> [YOUR ASSIGNMENT]
The expected answer is a copy of every line in the listing that has the word "query".

> [GIVEN RECORDS]
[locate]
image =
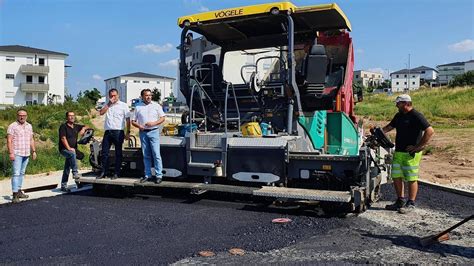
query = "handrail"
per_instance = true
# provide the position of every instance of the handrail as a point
(229, 84)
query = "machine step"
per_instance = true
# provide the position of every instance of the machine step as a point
(307, 194)
(202, 165)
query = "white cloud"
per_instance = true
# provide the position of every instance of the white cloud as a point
(384, 72)
(462, 46)
(154, 48)
(170, 63)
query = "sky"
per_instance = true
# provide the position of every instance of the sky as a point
(106, 38)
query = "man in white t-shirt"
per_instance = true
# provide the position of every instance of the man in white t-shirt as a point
(117, 114)
(147, 117)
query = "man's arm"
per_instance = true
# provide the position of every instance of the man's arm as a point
(83, 130)
(427, 135)
(66, 144)
(387, 128)
(33, 147)
(156, 123)
(11, 152)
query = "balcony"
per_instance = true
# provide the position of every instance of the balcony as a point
(34, 87)
(30, 69)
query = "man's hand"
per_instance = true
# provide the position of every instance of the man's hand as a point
(150, 124)
(413, 149)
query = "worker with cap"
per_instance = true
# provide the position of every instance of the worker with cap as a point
(413, 133)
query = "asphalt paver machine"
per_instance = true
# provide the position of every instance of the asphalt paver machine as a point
(312, 146)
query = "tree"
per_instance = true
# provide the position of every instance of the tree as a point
(90, 95)
(68, 98)
(465, 79)
(155, 95)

> [TASK RESPONSE]
query = "handrail"
query = "machine step"
query = "white cloud"
query = "sky"
query = "man in white t-shirt"
query = "man's arm"
query = "balcony"
query = "man's hand"
query = "worker with cap"
query = "asphalt paver machine"
query = "tree"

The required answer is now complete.